---------- EXERCISE MATERIALS

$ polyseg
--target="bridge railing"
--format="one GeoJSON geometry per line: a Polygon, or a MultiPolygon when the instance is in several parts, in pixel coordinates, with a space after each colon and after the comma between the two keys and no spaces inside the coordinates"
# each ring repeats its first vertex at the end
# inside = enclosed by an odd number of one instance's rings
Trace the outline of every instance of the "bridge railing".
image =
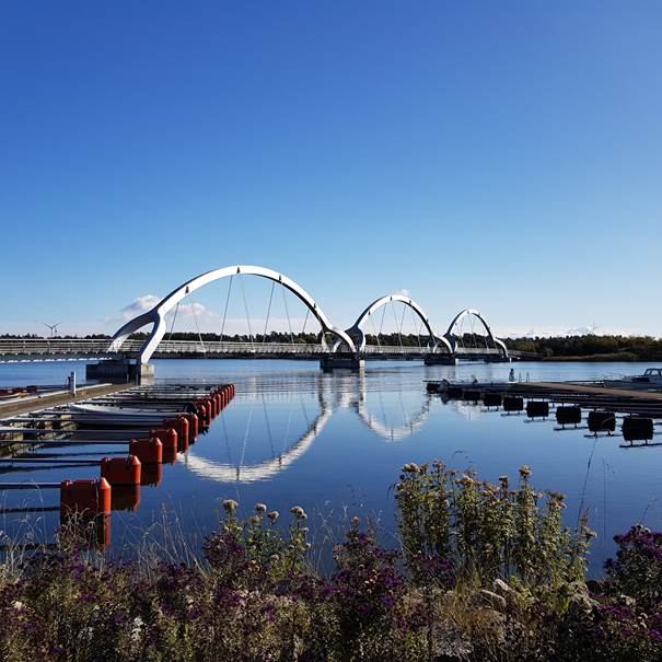
{"type": "MultiPolygon", "coordinates": [[[[121,347],[121,353],[136,355],[142,347],[142,340],[127,340],[121,347]]],[[[0,338],[0,356],[48,356],[76,355],[101,356],[106,355],[108,339],[92,338],[0,338]]],[[[162,340],[156,355],[322,355],[329,348],[323,345],[306,345],[301,342],[227,342],[219,340],[162,340]]],[[[403,347],[386,345],[367,345],[364,355],[386,356],[425,356],[434,352],[432,348],[403,347]]],[[[492,348],[463,348],[456,350],[458,356],[495,355],[499,353],[492,348]]],[[[511,352],[513,356],[516,352],[511,352]]]]}

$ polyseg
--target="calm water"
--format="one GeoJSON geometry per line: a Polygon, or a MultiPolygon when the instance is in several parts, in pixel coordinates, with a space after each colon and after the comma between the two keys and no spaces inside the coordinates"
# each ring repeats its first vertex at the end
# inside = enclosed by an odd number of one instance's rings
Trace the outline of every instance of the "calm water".
{"type": "MultiPolygon", "coordinates": [[[[651,364],[652,365],[652,364],[651,364]]],[[[532,380],[600,379],[631,374],[632,363],[514,363],[515,373],[532,380]]],[[[648,364],[646,365],[648,367],[648,364]]],[[[60,383],[70,370],[84,379],[79,362],[0,364],[0,385],[60,383]]],[[[423,380],[446,378],[501,381],[508,364],[426,368],[408,362],[369,362],[361,374],[323,374],[316,363],[300,361],[172,360],[156,362],[160,380],[233,382],[236,397],[186,456],[163,467],[159,486],[142,487],[135,512],[113,513],[112,545],[129,548],[150,529],[178,521],[191,547],[218,522],[220,501],[234,498],[247,513],[257,501],[287,513],[294,504],[332,526],[345,514],[381,520],[384,536],[394,531],[390,486],[406,462],[438,457],[457,468],[474,468],[496,480],[533,468],[536,486],[568,495],[566,519],[574,525],[580,508],[589,510],[599,537],[593,568],[612,554],[612,536],[631,523],[662,526],[660,468],[662,446],[620,449],[618,439],[584,438],[585,430],[554,430],[553,420],[527,422],[478,406],[451,402],[425,392],[423,380]]],[[[98,446],[81,448],[77,452],[98,446]]],[[[117,451],[117,446],[108,446],[117,451]]],[[[53,481],[90,478],[95,467],[39,469],[5,474],[4,480],[53,481]]],[[[4,508],[56,506],[57,491],[0,491],[4,508]]],[[[0,527],[12,535],[32,532],[53,538],[57,513],[4,514],[0,527]]]]}

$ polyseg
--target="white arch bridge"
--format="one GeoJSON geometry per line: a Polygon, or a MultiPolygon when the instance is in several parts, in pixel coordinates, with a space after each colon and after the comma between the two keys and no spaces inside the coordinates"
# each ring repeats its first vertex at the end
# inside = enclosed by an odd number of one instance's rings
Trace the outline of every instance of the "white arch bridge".
{"type": "MultiPolygon", "coordinates": [[[[242,290],[243,292],[243,283],[242,290]]],[[[245,304],[245,294],[244,294],[245,304]]],[[[194,309],[195,310],[195,309],[194,309]]],[[[225,312],[228,302],[225,302],[225,312]]],[[[288,313],[289,315],[289,313],[288,313]]],[[[304,322],[304,327],[306,322],[304,322]]],[[[288,316],[288,324],[290,323],[288,316]]],[[[196,321],[197,326],[197,321],[196,321]]],[[[509,361],[513,352],[509,352],[506,345],[496,338],[483,317],[474,309],[461,311],[451,321],[448,329],[439,334],[431,325],[429,316],[422,307],[409,297],[403,294],[387,294],[373,301],[358,316],[356,322],[347,329],[335,326],[325,315],[320,304],[309,292],[294,280],[283,274],[265,267],[236,265],[214,269],[197,276],[163,298],[151,310],[139,314],[124,324],[108,340],[68,339],[68,338],[30,338],[30,339],[0,339],[0,360],[55,360],[55,359],[104,359],[98,365],[103,374],[90,376],[113,376],[116,370],[121,372],[121,365],[133,365],[133,372],[144,374],[149,372],[146,367],[152,358],[301,358],[320,359],[323,368],[358,368],[365,359],[423,359],[426,363],[455,363],[461,359],[484,361],[509,361]],[[227,341],[223,335],[225,317],[220,334],[220,340],[204,340],[198,329],[196,340],[173,340],[166,338],[169,322],[172,328],[177,317],[181,303],[196,290],[205,286],[228,279],[228,299],[232,291],[234,279],[240,277],[258,277],[271,281],[271,298],[265,322],[265,333],[262,341],[259,334],[251,330],[248,322],[247,342],[227,341]],[[276,286],[284,292],[292,293],[306,310],[306,322],[316,321],[318,332],[316,342],[303,344],[297,341],[290,326],[291,342],[269,342],[267,340],[267,325],[276,286]],[[393,304],[402,304],[402,314],[398,317],[393,312],[396,333],[385,337],[382,333],[386,309],[393,304]],[[409,314],[417,328],[411,340],[411,334],[403,333],[405,315],[409,314]],[[147,337],[136,339],[131,337],[138,332],[147,330],[147,337]],[[395,338],[395,340],[394,340],[395,338]],[[105,365],[104,365],[105,364],[105,365]]],[[[126,372],[126,370],[125,370],[126,372]]]]}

--------------------

TASK DETAILS → How many lines in the entries above contain the word "water"? Reply with the number only.

ANSWER TO THE TASK → 2